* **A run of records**
---------------

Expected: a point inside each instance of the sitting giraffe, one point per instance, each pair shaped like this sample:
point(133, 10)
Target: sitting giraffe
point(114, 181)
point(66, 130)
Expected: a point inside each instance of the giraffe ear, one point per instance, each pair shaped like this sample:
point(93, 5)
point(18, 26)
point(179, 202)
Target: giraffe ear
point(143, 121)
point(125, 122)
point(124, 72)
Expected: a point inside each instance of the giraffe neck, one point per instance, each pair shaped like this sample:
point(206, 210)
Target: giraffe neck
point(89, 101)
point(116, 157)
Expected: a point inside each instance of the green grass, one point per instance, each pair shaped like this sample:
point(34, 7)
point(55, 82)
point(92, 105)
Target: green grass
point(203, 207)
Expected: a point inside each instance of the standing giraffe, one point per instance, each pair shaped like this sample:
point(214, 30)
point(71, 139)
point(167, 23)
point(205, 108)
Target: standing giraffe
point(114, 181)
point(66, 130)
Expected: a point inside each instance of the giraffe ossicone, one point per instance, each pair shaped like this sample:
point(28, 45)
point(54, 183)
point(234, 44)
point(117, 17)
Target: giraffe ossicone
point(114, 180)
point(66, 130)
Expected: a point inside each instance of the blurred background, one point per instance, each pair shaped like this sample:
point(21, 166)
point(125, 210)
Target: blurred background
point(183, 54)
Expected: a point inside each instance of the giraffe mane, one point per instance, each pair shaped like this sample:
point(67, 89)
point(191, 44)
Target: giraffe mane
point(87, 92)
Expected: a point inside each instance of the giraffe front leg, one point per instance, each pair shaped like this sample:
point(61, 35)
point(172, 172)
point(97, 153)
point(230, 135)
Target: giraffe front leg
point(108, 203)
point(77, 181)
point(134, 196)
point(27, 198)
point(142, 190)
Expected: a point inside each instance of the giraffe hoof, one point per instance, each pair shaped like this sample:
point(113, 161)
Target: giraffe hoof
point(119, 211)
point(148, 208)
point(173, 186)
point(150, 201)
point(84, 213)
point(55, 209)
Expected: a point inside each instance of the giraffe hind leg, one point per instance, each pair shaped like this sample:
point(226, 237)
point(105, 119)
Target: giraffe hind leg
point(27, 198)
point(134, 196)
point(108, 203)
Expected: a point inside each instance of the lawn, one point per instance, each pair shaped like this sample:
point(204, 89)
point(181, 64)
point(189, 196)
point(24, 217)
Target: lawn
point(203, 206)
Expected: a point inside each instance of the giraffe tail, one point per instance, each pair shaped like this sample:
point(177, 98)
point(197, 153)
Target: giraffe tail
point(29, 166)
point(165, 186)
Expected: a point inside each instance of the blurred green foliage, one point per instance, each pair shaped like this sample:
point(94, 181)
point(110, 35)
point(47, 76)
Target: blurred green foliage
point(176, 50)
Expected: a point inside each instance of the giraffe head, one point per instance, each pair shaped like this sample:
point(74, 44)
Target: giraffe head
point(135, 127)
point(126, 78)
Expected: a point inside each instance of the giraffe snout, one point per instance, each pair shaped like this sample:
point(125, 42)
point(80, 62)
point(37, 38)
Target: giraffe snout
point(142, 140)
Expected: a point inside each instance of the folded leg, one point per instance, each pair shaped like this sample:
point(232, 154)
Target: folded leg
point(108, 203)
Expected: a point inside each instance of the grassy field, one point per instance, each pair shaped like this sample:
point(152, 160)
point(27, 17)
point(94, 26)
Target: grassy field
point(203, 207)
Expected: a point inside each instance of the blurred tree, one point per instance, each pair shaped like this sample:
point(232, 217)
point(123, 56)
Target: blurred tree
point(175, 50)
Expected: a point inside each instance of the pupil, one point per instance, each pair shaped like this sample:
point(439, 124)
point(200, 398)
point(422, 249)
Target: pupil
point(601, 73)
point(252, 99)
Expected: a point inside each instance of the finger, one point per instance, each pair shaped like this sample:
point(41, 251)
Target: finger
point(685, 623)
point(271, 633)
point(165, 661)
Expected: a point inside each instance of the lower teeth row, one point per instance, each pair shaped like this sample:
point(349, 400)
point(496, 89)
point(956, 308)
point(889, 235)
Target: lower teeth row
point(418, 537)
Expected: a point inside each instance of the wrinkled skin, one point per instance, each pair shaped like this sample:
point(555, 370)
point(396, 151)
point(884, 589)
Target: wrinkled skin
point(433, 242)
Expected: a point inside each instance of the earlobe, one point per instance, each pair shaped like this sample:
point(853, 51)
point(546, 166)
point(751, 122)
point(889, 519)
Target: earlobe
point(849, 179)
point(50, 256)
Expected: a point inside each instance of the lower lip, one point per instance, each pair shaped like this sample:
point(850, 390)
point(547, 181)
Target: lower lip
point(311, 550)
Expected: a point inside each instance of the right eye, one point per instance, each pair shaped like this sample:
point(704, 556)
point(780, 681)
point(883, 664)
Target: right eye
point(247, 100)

---------------

* **WHAT IS REQUIRED**
Reproduce the records starting at the line that contains "blurred background, one" and ending after the line that contains "point(176, 50)", with "Target" replaced by "Object" throughout and nothing else altered.

* **FINAL RESULT**
Expected: a point inside each instance of the blurred background, one point per instance, each pair shaped like this sample:
point(21, 166)
point(125, 210)
Object: blurred background
point(183, 54)
Expected: a point inside each instance of the giraffe mane, one point per instance, each pair shaped like this sample:
point(67, 89)
point(191, 44)
Object: giraffe mane
point(87, 92)
Expected: a point inside each instance of the giraffe front leg, one point per instance, each pair shaped like this sample:
point(61, 35)
point(172, 172)
point(97, 153)
point(230, 135)
Object: giraffe front leg
point(108, 203)
point(77, 181)
point(134, 196)
point(27, 198)
point(142, 190)
Expected: a point inside each instance of the giraffe hoof, one point per instance, each pair shaped like this sample:
point(113, 161)
Object: giraffe hoof
point(119, 211)
point(148, 208)
point(173, 186)
point(150, 201)
point(84, 213)
point(55, 209)
Expected: a point inside each instance of the giraffe hind leg, one point per instance, each pair shaped like this sample:
point(226, 237)
point(105, 119)
Object: giraffe hind leg
point(27, 198)
point(134, 196)
point(108, 203)
Expected: a point inside each instance of the lawn, one point per instance, each pair shaped like this sample:
point(204, 89)
point(181, 64)
point(189, 196)
point(24, 217)
Object: lawn
point(203, 206)
Expected: a point inside each instance of the giraffe tail, one point per instance, each pair shaped like this sample:
point(177, 98)
point(197, 153)
Object: giraffe tail
point(29, 166)
point(165, 186)
Expected: a point inside each instance of the blurred green foliage, one point per instance, each pair shaped like this sample:
point(94, 181)
point(110, 35)
point(47, 76)
Object: blurred green foliage
point(176, 50)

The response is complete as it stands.